**TASK GOAL:** Gather every line in the records below that contains the word "plant", and copy each one.

------ INPUT ROWS ------

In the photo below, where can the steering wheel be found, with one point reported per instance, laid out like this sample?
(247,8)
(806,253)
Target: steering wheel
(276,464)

------
------ INPUT ROWS ------

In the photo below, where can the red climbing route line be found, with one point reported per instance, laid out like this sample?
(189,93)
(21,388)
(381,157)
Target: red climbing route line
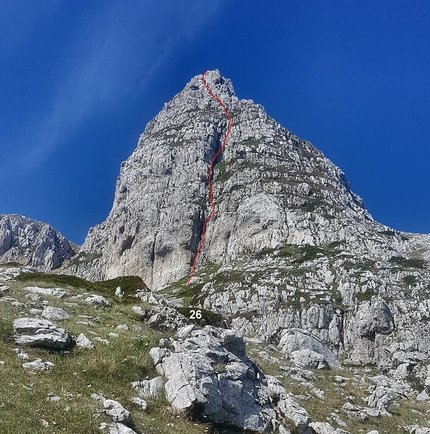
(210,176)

------
------ INPUT ROWS ------

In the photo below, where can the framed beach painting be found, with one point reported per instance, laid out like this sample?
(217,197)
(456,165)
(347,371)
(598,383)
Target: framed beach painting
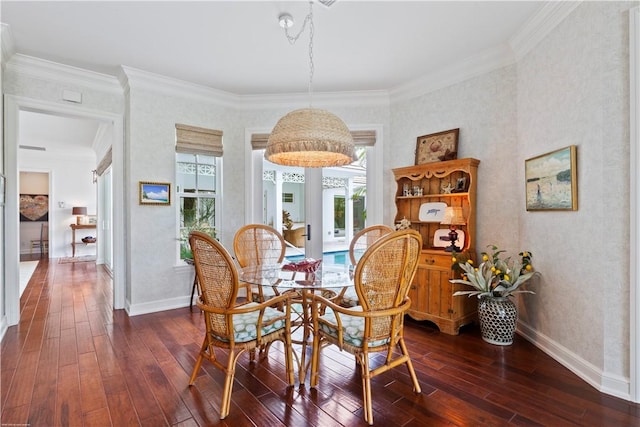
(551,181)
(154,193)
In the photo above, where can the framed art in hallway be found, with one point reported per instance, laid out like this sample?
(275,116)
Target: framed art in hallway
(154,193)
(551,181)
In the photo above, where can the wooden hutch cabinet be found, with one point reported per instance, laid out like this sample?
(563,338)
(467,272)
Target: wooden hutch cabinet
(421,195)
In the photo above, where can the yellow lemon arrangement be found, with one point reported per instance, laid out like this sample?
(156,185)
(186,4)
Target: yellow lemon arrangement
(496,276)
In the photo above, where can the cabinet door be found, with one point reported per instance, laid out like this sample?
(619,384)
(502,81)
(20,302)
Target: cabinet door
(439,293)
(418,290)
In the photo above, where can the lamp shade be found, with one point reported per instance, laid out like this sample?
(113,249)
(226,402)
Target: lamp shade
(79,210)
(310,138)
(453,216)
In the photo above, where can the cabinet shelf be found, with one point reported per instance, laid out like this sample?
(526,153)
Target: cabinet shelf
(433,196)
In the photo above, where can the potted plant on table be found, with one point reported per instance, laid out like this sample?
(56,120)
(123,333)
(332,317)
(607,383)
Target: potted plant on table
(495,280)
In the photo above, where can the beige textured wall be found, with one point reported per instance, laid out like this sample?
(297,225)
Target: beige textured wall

------

**FULL SOLUTION:**
In the photo above, where can the potted plant on table be found, with one point reported per instance, laid out like this sample?
Target: potted plant on table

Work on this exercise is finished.